Settlement in North Yorkshire, England

New York is a settlement in Nidderdale in the county of North Yorkshire, England. It is on the River Nidd, near Summerbridge, and about 2.5 mi south-east of Pateley Bridge.

Until 1974 it was part of the West Riding of Yorkshire. From 1974 to 2023 it was part of the Borough of Harrogate, it is now administered by the unitary North Yorkshire Council.

== History ==
The settlement originated as terraces of weavers' houses around a flax mill built by William Hebden in about 1814 on agricultural land by the River Nidd. In 1834 the mill was acquired by Francis Thorpe of Knaresborough, who renamed it New York Mill. By 1834 Thorpe was employing 150 people at the mill. In the 1870s the export of yarn declined, and the business failed in 1883. In 1889 the Gill family bought the mill, rebuilt it and replaced the old water wheels with a water turbine. In 1891 they installed a second turbine to provide the first electric light in Nidderdale. The Gills started to spin yarns of hemp for the production of twine. They modernised the mill in the 1930s, and in the 1960s started to spin artificial fibres for carpets. The Gill family sold the mill in 1968, and the new owners closed it in 1980. The property has now been converted into a small industrial estate.

■ EXERCISE ■
From the text about New York, North Yorkshire, extract the passage between "Settlement in North" and "North Yorkshire Council.", inclusive. Work only from the text about New York, North Yorkshire.

■ LISTED ENTRIES ■

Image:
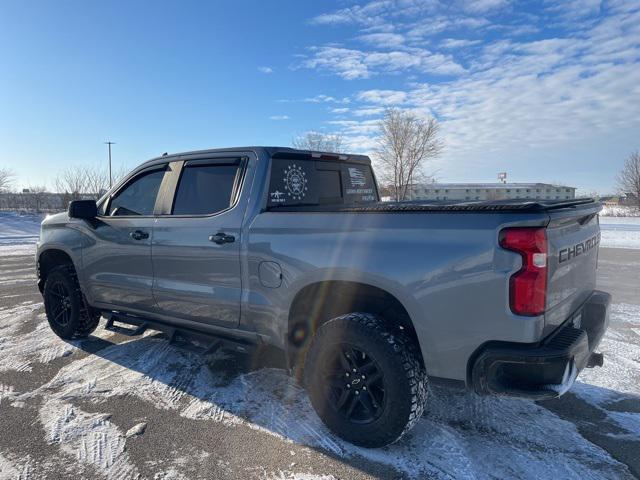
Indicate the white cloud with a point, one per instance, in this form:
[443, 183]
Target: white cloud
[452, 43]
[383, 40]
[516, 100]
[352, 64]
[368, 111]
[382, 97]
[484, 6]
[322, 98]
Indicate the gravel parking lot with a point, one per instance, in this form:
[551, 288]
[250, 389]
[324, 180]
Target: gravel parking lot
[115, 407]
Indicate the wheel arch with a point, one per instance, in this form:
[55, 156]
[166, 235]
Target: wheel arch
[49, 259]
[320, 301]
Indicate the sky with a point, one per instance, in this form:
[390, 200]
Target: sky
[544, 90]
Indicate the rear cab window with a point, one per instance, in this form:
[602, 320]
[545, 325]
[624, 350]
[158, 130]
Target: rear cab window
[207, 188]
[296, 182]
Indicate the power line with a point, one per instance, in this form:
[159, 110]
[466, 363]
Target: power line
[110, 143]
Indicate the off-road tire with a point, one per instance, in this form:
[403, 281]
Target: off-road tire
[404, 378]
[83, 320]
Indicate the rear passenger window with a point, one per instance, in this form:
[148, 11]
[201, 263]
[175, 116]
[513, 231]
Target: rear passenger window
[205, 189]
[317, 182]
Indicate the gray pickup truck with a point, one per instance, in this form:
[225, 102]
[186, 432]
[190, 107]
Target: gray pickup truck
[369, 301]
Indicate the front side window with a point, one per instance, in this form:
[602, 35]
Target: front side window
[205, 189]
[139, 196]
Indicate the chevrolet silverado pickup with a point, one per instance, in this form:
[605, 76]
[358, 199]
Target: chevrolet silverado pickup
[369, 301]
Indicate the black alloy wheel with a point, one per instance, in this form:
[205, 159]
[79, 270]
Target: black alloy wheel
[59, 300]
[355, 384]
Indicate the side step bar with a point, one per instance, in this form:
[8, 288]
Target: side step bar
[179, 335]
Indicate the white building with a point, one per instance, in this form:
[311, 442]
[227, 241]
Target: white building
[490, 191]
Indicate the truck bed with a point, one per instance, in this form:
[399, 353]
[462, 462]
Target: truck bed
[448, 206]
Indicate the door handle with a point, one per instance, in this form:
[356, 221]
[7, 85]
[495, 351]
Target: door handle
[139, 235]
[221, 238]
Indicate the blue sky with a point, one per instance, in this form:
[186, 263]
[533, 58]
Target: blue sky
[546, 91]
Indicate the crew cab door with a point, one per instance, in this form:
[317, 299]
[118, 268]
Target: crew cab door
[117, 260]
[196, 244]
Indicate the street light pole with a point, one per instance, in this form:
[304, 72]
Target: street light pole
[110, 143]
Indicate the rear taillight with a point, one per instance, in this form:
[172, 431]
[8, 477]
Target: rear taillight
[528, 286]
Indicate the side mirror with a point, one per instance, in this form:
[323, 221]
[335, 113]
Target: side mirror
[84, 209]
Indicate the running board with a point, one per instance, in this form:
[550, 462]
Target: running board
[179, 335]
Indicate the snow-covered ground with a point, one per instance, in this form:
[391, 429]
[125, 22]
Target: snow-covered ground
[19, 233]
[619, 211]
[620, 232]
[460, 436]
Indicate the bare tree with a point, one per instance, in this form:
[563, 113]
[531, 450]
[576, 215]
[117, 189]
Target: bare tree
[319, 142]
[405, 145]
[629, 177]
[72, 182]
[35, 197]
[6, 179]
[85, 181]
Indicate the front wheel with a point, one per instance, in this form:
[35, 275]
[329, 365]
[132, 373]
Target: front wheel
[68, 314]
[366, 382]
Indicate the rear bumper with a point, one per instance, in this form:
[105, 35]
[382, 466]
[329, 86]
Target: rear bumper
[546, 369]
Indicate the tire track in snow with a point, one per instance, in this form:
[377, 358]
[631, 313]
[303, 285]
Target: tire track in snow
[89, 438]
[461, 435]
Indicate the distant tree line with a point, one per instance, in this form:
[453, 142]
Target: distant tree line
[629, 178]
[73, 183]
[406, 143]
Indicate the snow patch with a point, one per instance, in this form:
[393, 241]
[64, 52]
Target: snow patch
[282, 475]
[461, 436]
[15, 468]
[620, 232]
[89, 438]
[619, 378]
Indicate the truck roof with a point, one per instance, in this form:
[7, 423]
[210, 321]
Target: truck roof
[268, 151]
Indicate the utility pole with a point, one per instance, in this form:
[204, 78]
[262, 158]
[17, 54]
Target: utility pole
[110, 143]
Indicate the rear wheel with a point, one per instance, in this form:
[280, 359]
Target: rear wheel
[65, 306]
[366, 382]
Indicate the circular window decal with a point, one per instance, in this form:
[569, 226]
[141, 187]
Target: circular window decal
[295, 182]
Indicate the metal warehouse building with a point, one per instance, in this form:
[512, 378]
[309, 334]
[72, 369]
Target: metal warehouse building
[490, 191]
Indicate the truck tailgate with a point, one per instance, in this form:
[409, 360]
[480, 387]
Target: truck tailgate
---
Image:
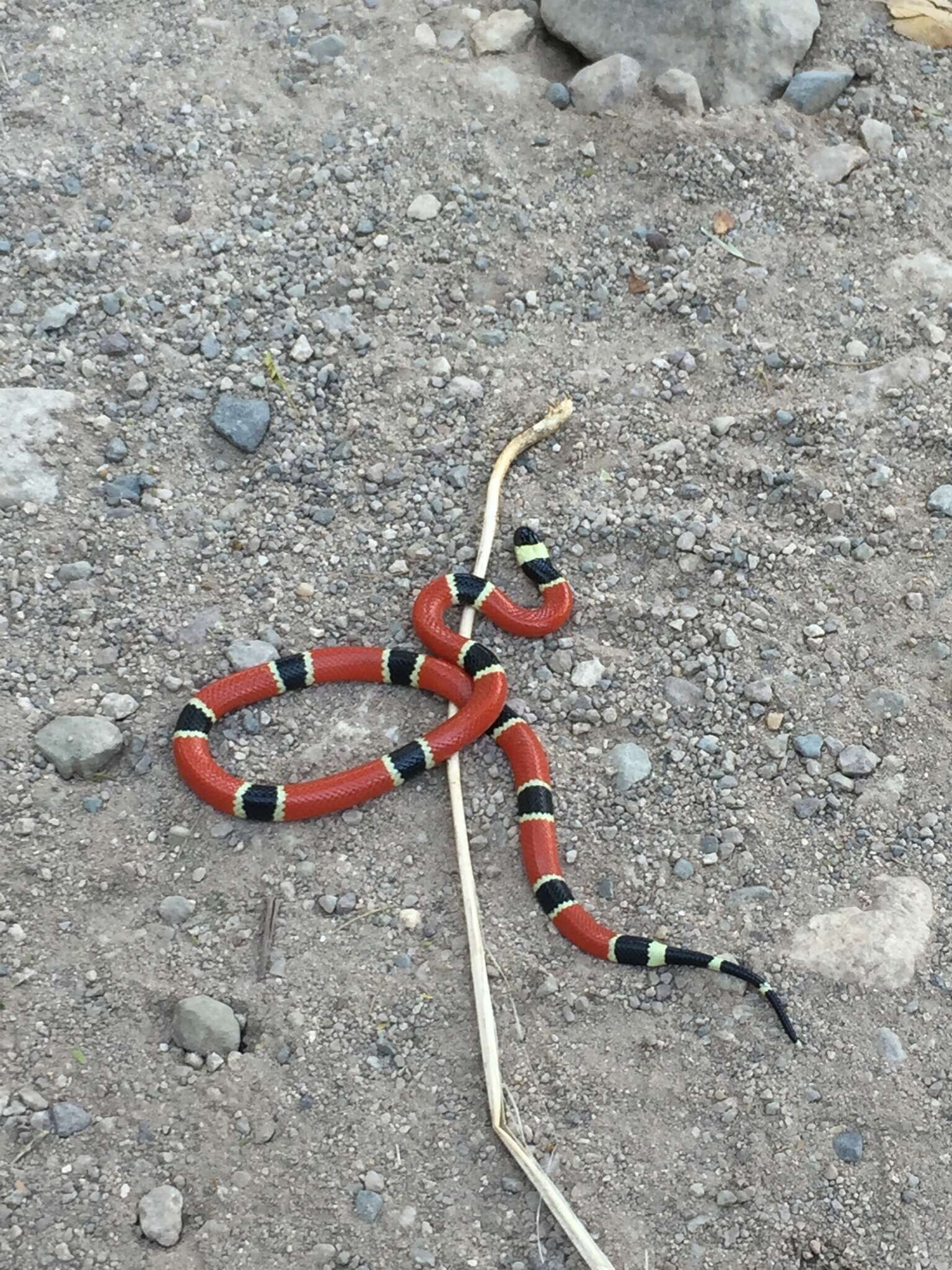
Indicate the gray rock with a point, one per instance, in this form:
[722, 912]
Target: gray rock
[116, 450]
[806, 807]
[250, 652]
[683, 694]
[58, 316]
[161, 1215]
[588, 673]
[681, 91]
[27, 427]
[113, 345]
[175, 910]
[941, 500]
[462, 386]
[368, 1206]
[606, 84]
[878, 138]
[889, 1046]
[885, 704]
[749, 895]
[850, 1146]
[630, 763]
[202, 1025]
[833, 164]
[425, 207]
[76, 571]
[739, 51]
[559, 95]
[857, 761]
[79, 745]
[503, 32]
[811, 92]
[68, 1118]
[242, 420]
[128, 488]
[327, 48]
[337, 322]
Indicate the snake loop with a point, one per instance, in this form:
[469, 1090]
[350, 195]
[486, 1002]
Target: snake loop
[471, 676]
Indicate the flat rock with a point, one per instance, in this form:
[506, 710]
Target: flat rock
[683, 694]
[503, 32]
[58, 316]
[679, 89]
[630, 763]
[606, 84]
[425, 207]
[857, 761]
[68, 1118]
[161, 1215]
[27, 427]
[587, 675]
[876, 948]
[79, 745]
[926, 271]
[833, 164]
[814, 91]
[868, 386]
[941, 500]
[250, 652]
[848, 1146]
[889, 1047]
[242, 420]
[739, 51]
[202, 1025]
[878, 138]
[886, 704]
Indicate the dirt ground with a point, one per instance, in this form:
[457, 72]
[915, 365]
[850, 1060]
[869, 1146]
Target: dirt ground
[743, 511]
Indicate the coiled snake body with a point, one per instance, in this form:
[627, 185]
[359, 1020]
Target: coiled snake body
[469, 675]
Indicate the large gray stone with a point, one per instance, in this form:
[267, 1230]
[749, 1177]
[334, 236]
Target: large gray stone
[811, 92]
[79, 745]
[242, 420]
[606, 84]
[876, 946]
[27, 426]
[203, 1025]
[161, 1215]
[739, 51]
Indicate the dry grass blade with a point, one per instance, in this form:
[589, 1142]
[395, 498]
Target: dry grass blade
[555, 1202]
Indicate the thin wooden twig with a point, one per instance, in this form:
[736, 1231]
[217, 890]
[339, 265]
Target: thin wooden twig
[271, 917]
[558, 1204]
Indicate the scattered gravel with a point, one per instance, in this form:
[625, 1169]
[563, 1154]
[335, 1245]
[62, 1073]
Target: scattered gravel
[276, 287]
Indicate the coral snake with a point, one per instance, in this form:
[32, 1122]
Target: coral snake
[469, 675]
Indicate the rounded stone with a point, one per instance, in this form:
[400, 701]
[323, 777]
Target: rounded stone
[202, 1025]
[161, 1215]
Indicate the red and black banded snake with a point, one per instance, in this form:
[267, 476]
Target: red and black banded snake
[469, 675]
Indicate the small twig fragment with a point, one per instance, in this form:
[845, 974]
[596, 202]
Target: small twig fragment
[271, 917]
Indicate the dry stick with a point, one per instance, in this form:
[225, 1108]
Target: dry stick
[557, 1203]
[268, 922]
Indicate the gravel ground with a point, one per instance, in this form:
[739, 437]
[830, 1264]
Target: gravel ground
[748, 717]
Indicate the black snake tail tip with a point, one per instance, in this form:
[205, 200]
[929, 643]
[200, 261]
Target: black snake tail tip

■ YOUR RESPONSE ■
Settlement in North Yorkshire, England

New York is a settlement in Nidderdale in the county of North Yorkshire, England. It is on the River Nidd, near Summerbridge, and about 2.5 mi south-east of Pateley Bridge.

Until 1974 it was part of the West Riding of Yorkshire. From 1974 to 2023 it was part of the Borough of Harrogate, it is now administered by the unitary North Yorkshire Council.